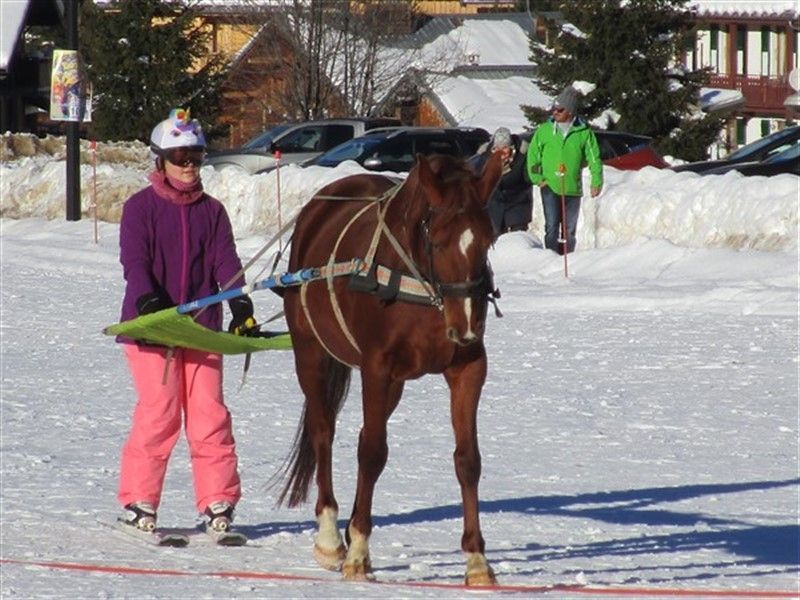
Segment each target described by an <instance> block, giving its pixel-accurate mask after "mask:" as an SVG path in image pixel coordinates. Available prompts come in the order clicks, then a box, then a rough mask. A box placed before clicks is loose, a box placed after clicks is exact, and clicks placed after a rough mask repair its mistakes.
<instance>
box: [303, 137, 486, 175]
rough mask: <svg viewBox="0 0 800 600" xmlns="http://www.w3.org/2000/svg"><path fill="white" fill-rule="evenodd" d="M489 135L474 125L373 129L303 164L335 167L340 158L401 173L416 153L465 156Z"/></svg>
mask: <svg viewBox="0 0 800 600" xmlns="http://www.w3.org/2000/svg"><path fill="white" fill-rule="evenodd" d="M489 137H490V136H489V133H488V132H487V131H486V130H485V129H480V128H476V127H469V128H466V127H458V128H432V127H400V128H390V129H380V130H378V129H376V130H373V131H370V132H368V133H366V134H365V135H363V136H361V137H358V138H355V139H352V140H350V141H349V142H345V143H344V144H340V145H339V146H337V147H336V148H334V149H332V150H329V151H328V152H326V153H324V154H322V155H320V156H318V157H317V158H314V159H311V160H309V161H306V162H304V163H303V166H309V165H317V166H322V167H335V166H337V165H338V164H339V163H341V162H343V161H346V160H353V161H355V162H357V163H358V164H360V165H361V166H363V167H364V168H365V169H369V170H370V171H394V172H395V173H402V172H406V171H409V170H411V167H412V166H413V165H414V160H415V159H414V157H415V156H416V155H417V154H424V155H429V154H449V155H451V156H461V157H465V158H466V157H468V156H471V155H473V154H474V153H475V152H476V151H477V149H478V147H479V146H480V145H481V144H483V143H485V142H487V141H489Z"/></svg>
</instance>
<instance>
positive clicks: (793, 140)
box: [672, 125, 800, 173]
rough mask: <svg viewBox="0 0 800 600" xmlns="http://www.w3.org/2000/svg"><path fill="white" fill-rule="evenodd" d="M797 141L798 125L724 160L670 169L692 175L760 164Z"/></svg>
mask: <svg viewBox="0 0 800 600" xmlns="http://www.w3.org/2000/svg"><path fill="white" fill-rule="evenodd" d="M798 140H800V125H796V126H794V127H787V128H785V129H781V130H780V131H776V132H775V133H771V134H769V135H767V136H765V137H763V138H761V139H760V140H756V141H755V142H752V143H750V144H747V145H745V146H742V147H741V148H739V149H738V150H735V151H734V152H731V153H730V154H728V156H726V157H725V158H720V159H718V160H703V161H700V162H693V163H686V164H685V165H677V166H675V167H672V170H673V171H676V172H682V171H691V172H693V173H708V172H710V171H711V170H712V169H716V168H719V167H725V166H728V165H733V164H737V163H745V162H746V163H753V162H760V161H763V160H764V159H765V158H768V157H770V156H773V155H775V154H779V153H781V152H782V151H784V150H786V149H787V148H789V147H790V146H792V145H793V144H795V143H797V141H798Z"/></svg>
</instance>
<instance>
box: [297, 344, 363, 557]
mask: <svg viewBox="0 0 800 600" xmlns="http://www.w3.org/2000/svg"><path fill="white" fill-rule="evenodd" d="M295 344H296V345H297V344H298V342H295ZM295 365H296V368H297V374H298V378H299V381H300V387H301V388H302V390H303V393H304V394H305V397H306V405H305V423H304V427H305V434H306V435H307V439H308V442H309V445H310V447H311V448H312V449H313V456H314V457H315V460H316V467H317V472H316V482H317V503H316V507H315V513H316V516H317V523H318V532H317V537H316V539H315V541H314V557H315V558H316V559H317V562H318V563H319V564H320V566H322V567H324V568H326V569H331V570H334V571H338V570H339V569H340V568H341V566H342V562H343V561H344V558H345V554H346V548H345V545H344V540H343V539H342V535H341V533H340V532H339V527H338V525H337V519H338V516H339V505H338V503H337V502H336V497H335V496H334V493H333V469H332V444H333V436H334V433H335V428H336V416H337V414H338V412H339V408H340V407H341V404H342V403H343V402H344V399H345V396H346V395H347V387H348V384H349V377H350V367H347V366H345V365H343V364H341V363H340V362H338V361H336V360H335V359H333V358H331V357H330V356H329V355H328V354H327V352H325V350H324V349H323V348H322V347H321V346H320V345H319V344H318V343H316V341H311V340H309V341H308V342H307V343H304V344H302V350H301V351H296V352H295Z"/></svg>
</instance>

**Exercise directions**
Repeat exactly and only the lines from the start of the data above through the line that holds "box: [303, 137, 486, 175]", inclusive. Pictures do not belong in the copy.

**Task answer**
Segment each target described by an <instance> block, giving its pixel-accurate mask after "mask:" as an SVG path in image pixel coordinates. Available prompts come in the order clicks, then a box, then a rough mask. A box placed before clicks is loose, a box placed after clicks is exact, and clicks placed after a rough mask repair its mistakes.
<instance>
box: [303, 137, 486, 175]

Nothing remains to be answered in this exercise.